**ABOUT THIS TASK**.
Copy out the records that appear below, exactly as each one reads.

**TASK INPUT**.
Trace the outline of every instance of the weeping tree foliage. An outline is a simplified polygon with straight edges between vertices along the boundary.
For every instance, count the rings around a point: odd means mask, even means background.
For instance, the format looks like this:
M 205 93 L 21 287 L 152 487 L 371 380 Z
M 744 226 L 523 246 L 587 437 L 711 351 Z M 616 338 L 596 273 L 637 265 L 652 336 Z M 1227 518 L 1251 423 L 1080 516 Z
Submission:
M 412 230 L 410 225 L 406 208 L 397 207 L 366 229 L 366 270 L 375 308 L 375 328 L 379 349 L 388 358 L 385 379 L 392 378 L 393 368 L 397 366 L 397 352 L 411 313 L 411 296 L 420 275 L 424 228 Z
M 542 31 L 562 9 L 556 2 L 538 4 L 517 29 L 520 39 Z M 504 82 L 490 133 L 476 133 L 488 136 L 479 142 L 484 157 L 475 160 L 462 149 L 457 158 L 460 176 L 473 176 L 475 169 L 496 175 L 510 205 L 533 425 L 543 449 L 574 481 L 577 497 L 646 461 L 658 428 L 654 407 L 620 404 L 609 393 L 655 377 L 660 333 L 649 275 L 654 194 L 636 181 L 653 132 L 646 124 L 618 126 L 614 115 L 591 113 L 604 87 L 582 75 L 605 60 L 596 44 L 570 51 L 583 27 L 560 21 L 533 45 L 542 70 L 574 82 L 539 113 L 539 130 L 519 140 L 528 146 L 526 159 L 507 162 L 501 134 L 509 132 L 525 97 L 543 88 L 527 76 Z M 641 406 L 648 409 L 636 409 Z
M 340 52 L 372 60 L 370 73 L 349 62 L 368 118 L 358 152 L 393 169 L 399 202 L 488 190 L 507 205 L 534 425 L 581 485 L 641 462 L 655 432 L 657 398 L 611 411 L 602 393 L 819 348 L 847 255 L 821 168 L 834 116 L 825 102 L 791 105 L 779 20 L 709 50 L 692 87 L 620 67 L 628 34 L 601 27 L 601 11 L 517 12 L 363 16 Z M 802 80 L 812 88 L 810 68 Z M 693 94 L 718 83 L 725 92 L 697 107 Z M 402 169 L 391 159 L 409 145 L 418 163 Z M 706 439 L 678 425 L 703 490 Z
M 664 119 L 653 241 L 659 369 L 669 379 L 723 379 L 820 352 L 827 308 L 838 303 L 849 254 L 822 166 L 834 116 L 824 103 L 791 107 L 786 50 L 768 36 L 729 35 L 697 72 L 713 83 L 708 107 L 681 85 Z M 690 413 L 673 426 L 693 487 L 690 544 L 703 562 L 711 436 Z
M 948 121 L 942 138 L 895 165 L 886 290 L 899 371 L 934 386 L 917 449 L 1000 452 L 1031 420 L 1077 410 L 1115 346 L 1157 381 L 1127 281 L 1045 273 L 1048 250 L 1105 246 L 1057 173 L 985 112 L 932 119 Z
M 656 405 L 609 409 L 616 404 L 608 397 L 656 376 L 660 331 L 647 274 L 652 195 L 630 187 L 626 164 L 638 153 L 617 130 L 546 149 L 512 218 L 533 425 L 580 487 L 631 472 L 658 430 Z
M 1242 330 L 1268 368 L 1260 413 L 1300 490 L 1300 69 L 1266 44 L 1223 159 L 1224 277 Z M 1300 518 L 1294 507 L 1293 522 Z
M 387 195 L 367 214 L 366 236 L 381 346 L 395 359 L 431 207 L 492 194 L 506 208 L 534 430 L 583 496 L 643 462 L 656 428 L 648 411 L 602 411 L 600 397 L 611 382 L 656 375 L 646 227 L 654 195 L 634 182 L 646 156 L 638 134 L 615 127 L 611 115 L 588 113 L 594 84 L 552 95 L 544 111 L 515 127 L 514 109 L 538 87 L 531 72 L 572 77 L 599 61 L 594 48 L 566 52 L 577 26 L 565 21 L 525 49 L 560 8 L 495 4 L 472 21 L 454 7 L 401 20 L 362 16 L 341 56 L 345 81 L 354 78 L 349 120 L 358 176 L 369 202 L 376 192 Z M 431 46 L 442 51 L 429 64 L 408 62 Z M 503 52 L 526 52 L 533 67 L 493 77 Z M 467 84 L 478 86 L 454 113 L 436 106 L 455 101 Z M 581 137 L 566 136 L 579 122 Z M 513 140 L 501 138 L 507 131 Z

**ANSWER BOX**.
Trace the outline of every instance of the weeping tree foliage. An outline is a simplified polygon with straight edges between vertices along the boundary.
For every instance, count the rings around a point: odd means mask, even means background.
For instance, the format looks like this:
M 205 93 L 21 287 L 152 487 L 371 380 Z
M 744 226 L 523 246 L 587 437 L 711 351 Z M 616 338 L 596 273 L 637 265 L 652 336 Z M 1227 518 L 1251 423 L 1080 516 Z
Submission:
M 412 230 L 410 225 L 406 208 L 397 207 L 366 229 L 366 270 L 375 308 L 375 328 L 379 349 L 388 358 L 385 379 L 392 378 L 393 368 L 397 366 L 397 352 L 411 313 L 411 296 L 420 275 L 424 228 Z
M 542 31 L 562 9 L 556 2 L 538 4 L 517 29 L 520 39 Z M 504 82 L 490 133 L 476 133 L 488 136 L 479 142 L 484 157 L 475 160 L 462 149 L 457 158 L 460 176 L 473 176 L 475 169 L 496 175 L 510 205 L 533 425 L 543 449 L 574 481 L 577 497 L 646 461 L 658 428 L 654 407 L 620 404 L 609 393 L 655 377 L 660 333 L 649 275 L 654 194 L 636 181 L 653 132 L 646 124 L 618 126 L 614 115 L 591 113 L 604 87 L 582 75 L 605 60 L 596 44 L 570 51 L 583 27 L 560 21 L 533 45 L 542 70 L 574 82 L 539 113 L 539 130 L 519 140 L 528 146 L 526 159 L 507 162 L 501 134 L 509 132 L 525 97 L 543 88 L 527 76 Z M 641 406 L 648 409 L 636 409 Z
M 340 52 L 372 60 L 370 73 L 349 62 L 368 118 L 358 152 L 393 169 L 399 202 L 488 190 L 507 205 L 534 425 L 581 485 L 641 462 L 655 432 L 657 398 L 611 411 L 602 393 L 819 348 L 847 255 L 821 168 L 834 116 L 825 102 L 791 105 L 779 20 L 709 50 L 692 87 L 620 67 L 628 34 L 601 27 L 601 11 L 517 12 L 363 16 Z M 802 80 L 812 88 L 810 68 Z M 693 94 L 718 83 L 725 92 L 697 107 Z M 402 169 L 391 159 L 409 145 L 418 163 Z M 706 439 L 678 425 L 703 490 Z
M 664 119 L 653 241 L 659 369 L 669 379 L 723 379 L 820 352 L 827 308 L 838 303 L 849 254 L 822 166 L 834 116 L 824 103 L 791 107 L 786 50 L 768 36 L 729 35 L 697 72 L 713 83 L 708 107 L 681 85 Z M 690 413 L 673 426 L 693 487 L 690 544 L 703 562 L 711 436 Z
M 948 121 L 942 138 L 895 165 L 886 290 L 899 371 L 934 386 L 917 449 L 1000 452 L 1031 420 L 1077 410 L 1115 346 L 1157 381 L 1127 281 L 1045 273 L 1048 250 L 1105 246 L 1057 173 L 985 112 L 932 119 Z
M 656 405 L 609 409 L 616 404 L 608 397 L 656 376 L 660 331 L 647 274 L 652 195 L 630 187 L 626 164 L 638 153 L 617 130 L 546 149 L 512 218 L 533 425 L 580 487 L 631 472 L 658 430 Z
M 1242 330 L 1268 368 L 1260 413 L 1300 490 L 1300 69 L 1266 44 L 1223 159 L 1224 277 Z M 1300 518 L 1294 507 L 1293 522 Z
M 387 195 L 367 214 L 366 236 L 381 346 L 395 359 L 431 207 L 492 194 L 506 208 L 534 430 L 583 496 L 643 462 L 656 428 L 648 411 L 602 411 L 600 397 L 611 382 L 656 375 L 646 227 L 654 195 L 634 182 L 646 156 L 638 134 L 615 127 L 611 115 L 588 113 L 594 84 L 552 95 L 544 111 L 515 127 L 514 109 L 538 87 L 531 72 L 572 77 L 599 61 L 594 48 L 566 52 L 577 26 L 565 21 L 525 49 L 560 8 L 495 4 L 472 21 L 454 7 L 401 20 L 362 16 L 341 56 L 345 81 L 354 78 L 349 120 L 358 176 L 369 202 L 376 192 Z M 431 46 L 442 51 L 429 64 L 408 62 Z M 503 52 L 526 52 L 533 67 L 493 77 Z M 467 84 L 478 86 L 454 113 L 436 106 L 455 101 Z M 581 137 L 566 136 L 579 122 Z M 513 140 L 501 138 L 507 131 Z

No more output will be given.